| Goals |
**a.** In the article on image alignment and registration, which painting appears in both input images?
**b.** From the article on image alignment and registration, extract the passage between "Afterwards, we take" and "archieved using OpenCV.", inclusive.

| Excerpt provided |
Accurate Image Alignment and Registration using OpenCV

The image alignment and registration pipeline takes two input images that contain the same scene from slightly different viewing angles. The picture above displays both input images side by side with the common scene (object) being the painting Las Meninas (1656) by Velázquez, currently at the Museo del Prado in Madrid (Spain).

The first step is computing the projection that establishes the mathematical relationships which maps pixel coordinates from one image to another 1. The most general planar 2D transformation is the eight-parameter perspective transform or homography denoted by a general $ 3×3 $ matrix $ \mathbf{H} $. It operates on 2D homogeneous coordinate vectors, $\mathbf{x’} = (x’,y’,1)$ and $\mathbf{x} = (x,y,1)$, as follows:

$$ \mathbf{x’} \sim \mathbf{Hx} $$

Afterwards, we take the homographic matrix and use it to warp the perspective of one of the images over the other, aligning the images together. With task clearly defined and the pipeline introduced, the next sections describe how this can be archieved using OpenCV.

Feature Detection

To compute the perspective transform matrix $ \mathbf{H} $, we need the link both input images and assess which regions are the same. We could manually select the corners of each painting and use that to compute the homography, however this method has several problems: the corners of a painting could be occluded in one of the scenes, not all scenes are rectangular paintings so this would not be suitable for those cases, and it would require manual work per scene, which is not ideal if want to process numerous scenes in an automatic manner.

Therefore, a feature detection and matching process is used to link common regions in both images. The only limitation of this technique is that the scene must include enough features evenly distributed. The used method here was ORB 2, but other feature extraction methods are also available — the code of the class FeatureExtraction is presented at the end of the post for brevity.

img0 = cv.imread("lasmeninas0.jpg", cv.COLOR_BGR2RGBA)
img1 = cv.imread("lasmeninas1.jpg", cv.COLOR_BGR2RGBA)
features0 = FeatureExtraction(img0)
features1 = FeatureExtraction(img1)

Feature Matching

The aforementioned class computed the keypoints (position of a feature) and descriptors (description of said feature) for both images, so now we have to pair them up and remove the outliers. Firstly, FLANN (Fast Library for Approximate Nearest Neighbors) computes the pairs of matching features whilst taking into account the nearest neighbours of each feature. Secondly, the best features are selected using the Lowe’s ratio of distances test, which aims to eliminate false matches from the previous phase 3. The code is presented below, and the full function at the end. Right after the code, the picture presents both input images side by side with the matching pairs of features.

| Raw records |
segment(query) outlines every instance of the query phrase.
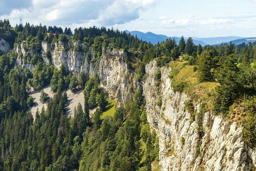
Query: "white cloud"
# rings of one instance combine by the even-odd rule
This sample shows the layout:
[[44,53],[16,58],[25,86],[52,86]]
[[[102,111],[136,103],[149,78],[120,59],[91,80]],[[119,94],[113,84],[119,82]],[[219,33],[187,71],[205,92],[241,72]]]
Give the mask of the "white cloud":
[[210,18],[208,20],[203,20],[199,22],[199,23],[203,25],[211,25],[216,24],[224,24],[227,23],[233,22],[234,20],[231,19],[219,18],[218,19]]
[[189,19],[179,19],[174,20],[169,19],[167,20],[163,20],[162,21],[161,24],[162,25],[186,25],[189,24]]
[[[4,3],[8,0],[1,0]],[[0,17],[13,20],[22,17],[24,20],[47,24],[87,23],[111,26],[139,18],[140,13],[157,0],[32,0],[30,6],[20,5],[22,8],[10,8],[9,12],[0,11]]]
[[9,15],[14,10],[28,8],[32,5],[31,0],[1,0],[0,16]]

| Answers |
**a.** Las Meninas (1656) by Velázquez.

**b.**
Afterwards, we take the homographic matrix and use it to warp the perspective of one of the images over the other, aligning the images together. With task clearly defined and the pipeline introduced, the next sections describe how this can be archieved using OpenCV.